YOUR TASK: Make a verbatim copy of the entries below; pictures stay out.

MATERIAL FOR THIS TASK:
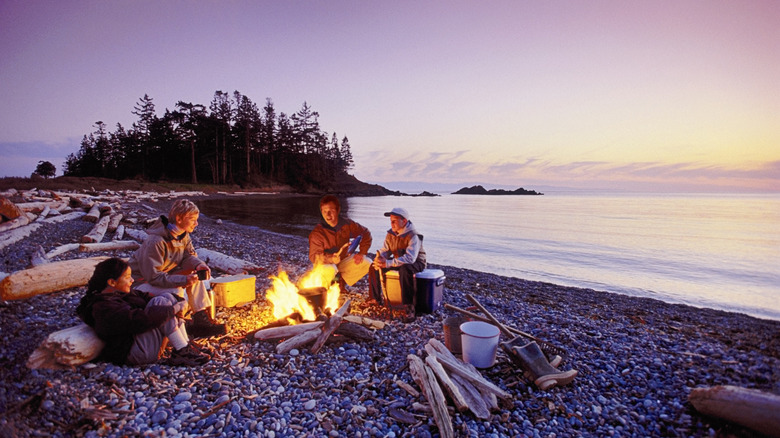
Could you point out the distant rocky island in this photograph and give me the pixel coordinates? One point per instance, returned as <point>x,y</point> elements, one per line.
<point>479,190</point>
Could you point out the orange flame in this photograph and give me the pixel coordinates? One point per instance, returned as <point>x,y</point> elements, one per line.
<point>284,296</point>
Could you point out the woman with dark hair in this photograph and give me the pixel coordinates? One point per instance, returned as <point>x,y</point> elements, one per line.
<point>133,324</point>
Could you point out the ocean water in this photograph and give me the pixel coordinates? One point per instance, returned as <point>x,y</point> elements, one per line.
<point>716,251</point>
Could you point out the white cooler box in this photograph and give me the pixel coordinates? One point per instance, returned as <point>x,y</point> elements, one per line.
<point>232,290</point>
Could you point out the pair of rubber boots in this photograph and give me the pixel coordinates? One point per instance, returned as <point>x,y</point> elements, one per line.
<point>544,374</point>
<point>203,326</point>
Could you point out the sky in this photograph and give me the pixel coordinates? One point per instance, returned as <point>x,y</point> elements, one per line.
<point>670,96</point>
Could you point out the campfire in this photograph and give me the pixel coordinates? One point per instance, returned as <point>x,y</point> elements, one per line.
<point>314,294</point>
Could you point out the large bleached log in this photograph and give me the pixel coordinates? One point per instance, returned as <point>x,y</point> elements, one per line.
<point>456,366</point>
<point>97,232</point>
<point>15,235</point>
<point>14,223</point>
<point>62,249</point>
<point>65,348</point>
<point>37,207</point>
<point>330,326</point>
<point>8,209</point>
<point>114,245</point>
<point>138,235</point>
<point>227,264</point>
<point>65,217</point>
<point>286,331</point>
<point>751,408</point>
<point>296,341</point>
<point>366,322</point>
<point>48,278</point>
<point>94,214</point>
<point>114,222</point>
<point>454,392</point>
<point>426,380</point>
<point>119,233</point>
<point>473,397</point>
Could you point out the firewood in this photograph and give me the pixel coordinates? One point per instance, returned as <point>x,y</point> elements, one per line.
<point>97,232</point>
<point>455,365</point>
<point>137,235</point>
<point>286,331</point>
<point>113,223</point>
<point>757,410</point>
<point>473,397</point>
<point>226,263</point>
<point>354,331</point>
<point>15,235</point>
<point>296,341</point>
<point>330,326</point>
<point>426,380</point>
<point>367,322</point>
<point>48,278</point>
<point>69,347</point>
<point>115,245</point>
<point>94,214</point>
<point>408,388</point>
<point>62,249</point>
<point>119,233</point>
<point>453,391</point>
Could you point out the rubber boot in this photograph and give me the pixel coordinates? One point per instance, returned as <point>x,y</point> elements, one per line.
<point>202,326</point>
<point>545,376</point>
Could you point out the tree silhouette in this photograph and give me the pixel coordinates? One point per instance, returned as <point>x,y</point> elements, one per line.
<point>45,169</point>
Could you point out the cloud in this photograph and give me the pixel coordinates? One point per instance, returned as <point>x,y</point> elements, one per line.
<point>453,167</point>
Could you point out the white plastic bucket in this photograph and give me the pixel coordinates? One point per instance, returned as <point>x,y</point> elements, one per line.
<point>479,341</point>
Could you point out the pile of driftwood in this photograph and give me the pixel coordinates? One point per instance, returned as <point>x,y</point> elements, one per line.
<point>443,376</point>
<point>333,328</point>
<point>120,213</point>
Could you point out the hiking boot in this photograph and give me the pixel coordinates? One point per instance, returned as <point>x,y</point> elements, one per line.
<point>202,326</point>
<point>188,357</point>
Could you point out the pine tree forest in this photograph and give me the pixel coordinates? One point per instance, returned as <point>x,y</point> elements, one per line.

ANSWER:
Could you point out the distant rocky island in this photograph and give me the pixel coordinates? One point per instance, returned as <point>x,y</point> elements, one per line.
<point>479,190</point>
Could you point out the orange flame in this photograph and give me the pixel coordinates? One point per instance, returned as <point>x,y</point> elements, one per line.
<point>284,296</point>
Could you point out the woman with dark hair in this photograph and give me the pixel coordinates? One point per instance, returned as <point>x,y</point> elements, one per line.
<point>133,324</point>
Could you point out the ocean water in this photograph and give me the pixel coordinates? One point per instance, returned as <point>x,y</point> elements, one per line.
<point>716,251</point>
Could you point out the white cooler box in this photograph and give me the pixel coordinates? One point per instance, returned as <point>x,y</point> elements, one per line.
<point>232,290</point>
Could you point out the pair of rubber boots in this photograph and give me the pixel coordinates? One point per instance, returned as <point>x,y</point> elements, one per line.
<point>544,374</point>
<point>203,326</point>
Could you point out the sky in this photograph and give me the pixel coordinates? One point per instance, returned as <point>x,y</point> elements, one per line.
<point>670,96</point>
Could you point out the campfire in this photograph and give me the pixel coordinates? One point per instance, returned as <point>x,y</point> elements, one per line.
<point>314,294</point>
Could you point out the large bleached log in this photograph and give me the pixel coordinates? One point per instance, returned as <point>x,y</point> elements, one per line.
<point>456,366</point>
<point>97,232</point>
<point>15,235</point>
<point>14,223</point>
<point>62,249</point>
<point>65,348</point>
<point>37,207</point>
<point>330,326</point>
<point>8,209</point>
<point>114,245</point>
<point>138,235</point>
<point>227,264</point>
<point>65,217</point>
<point>286,331</point>
<point>751,408</point>
<point>296,341</point>
<point>366,322</point>
<point>48,278</point>
<point>94,214</point>
<point>114,222</point>
<point>454,392</point>
<point>426,380</point>
<point>119,233</point>
<point>473,397</point>
Could you point out the firewood in this photograph and give me the pixel coordinates? One point per instance, returned as <point>x,y</point> elements, one per line.
<point>97,232</point>
<point>455,365</point>
<point>137,235</point>
<point>286,331</point>
<point>113,223</point>
<point>757,410</point>
<point>473,397</point>
<point>226,263</point>
<point>354,331</point>
<point>15,235</point>
<point>296,341</point>
<point>330,326</point>
<point>426,380</point>
<point>367,322</point>
<point>48,278</point>
<point>69,347</point>
<point>115,245</point>
<point>94,214</point>
<point>408,388</point>
<point>62,249</point>
<point>119,233</point>
<point>453,391</point>
Could you point out the rubber boot in this photograph and give me the pixel coordinates? One point per instance, returned as <point>x,y</point> elements, one per line.
<point>202,326</point>
<point>545,376</point>
Could you point out the tree silhouette in this photograph and give me the pixel coordinates? One point per instance, returned as <point>x,y</point> elements, one per line.
<point>45,169</point>
Could you point out the cloud in this photograph and give me the pixel coordinates? One point per instance, returned as <point>x,y</point> elements, one per line.
<point>453,167</point>
Could you point out the white plastic bucket in this photograph and give me the pixel coordinates? One point per instance, returned as <point>x,y</point> elements, one per line.
<point>479,341</point>
Could you point out the pile of driftwood in this photograph and give me the pixel coordinates? One point per instance, returned as <point>x,y</point> elements, one per line.
<point>443,376</point>
<point>333,328</point>
<point>120,213</point>
Could you point out the hiking boot in this photograph and give me the pixel coordinates? One point per instance, returned as <point>x,y</point> elements, one per line.
<point>202,326</point>
<point>188,357</point>
Could you point out the pine tree forest in this photograph and give me the pixel coordinates? One point per instance, returned as <point>x,y</point> elements, one per line.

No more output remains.